_Exercise description_
Quote only the span from the first line of the entries to the line containing "Q: For every instance of the bare", both ends kept. Leave every picture out.

[Referring expression data]
*** Begin section ***

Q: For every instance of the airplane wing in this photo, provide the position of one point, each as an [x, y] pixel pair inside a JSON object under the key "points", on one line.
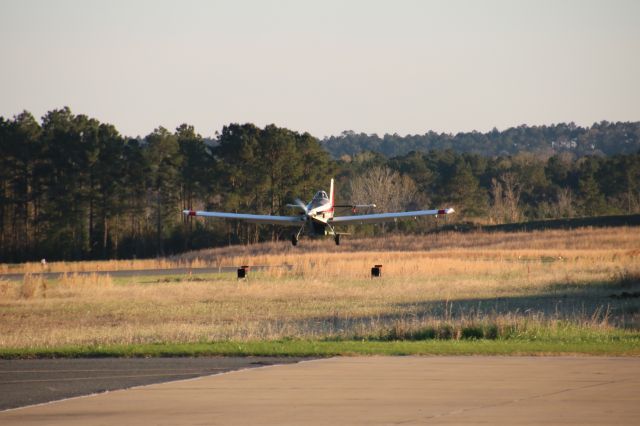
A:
{"points": [[386, 217], [251, 218]]}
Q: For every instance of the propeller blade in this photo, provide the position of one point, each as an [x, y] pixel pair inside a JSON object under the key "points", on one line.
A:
{"points": [[302, 205]]}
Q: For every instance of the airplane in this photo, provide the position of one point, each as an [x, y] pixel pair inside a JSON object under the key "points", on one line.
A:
{"points": [[318, 214]]}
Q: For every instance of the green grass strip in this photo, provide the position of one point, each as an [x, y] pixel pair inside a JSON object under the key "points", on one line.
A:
{"points": [[310, 348]]}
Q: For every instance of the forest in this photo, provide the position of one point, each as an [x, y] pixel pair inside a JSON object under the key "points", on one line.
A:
{"points": [[72, 187], [604, 138]]}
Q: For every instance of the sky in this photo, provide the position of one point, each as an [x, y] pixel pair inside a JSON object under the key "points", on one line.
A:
{"points": [[402, 66]]}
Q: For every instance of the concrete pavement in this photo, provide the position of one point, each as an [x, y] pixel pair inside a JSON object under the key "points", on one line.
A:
{"points": [[373, 390]]}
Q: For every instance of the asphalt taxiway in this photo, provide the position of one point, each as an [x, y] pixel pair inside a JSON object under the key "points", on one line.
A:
{"points": [[373, 390], [34, 381]]}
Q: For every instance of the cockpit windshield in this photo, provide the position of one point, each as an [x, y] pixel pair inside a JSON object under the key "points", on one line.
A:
{"points": [[320, 199], [320, 195]]}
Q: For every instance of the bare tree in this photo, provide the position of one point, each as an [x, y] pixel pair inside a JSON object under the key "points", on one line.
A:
{"points": [[565, 203], [512, 191], [497, 209]]}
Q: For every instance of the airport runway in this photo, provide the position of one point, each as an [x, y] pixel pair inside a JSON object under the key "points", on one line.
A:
{"points": [[373, 390], [34, 381]]}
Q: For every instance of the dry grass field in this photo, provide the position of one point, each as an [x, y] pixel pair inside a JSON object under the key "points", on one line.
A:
{"points": [[449, 286]]}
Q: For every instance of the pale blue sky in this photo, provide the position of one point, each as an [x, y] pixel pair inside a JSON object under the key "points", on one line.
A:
{"points": [[323, 66]]}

*** End section ***

_Completed exercise_
Q: For every instance of the airplane wing in this photo, provide the position of one point, each as an [x, y] pixel pair inside a JSON object under the key "points", on one line.
A:
{"points": [[386, 217], [251, 218]]}
Q: For every instance of the propeller blade in this photo, provide the position of one point, each as an [x, y] pixel pair inside a JSON object under the key "points", on one line.
A:
{"points": [[302, 205]]}
Q: For every instance of the airplane in this photo, provide the position of one point, each as an [x, y] pixel pair inside a JSON object under the key "points", on one line.
A:
{"points": [[318, 214]]}
Q: For every instance of the green grass strip in this photo, provide the position of one point, each as an [x, y] pixel pair inside a JSON object under the key "points", on one line.
A:
{"points": [[310, 348]]}
Q: For every instance of the forest in this photo, provide the position of one point, each as an [x, y] pixel pair inside a JSON object under the key "points", on one line.
A:
{"points": [[72, 187], [604, 138]]}
Q: For every instance of the sky in this photo, provide the position of one point, each as an [x, y] pixel pair inside a JSON object under the key "points", on one line.
A:
{"points": [[402, 66]]}
Q: For every instance of the concrete pavement in this photo, provide the position of one point, each as an [x, y] pixel pair inside a JSON object under the key "points", on one line.
A:
{"points": [[373, 390]]}
Q: For every instance of the asphalt taxiway in this photo, provide the position of one point, each as an [x, y] pixel pair inside a JSON object under the key "points", on one line.
A:
{"points": [[373, 390], [34, 381]]}
Q: For every instance of the cockpit windshield in this photo, provide the position of one point, each as an [x, y] pixel pair inside a JSON object under the key "points", on one line.
A:
{"points": [[320, 199], [320, 195]]}
Q: For every instance of the bare tree in this photo, provide the position of one point, each as an [x, y] pixel pair inside a JSON object under the key "points", on one line.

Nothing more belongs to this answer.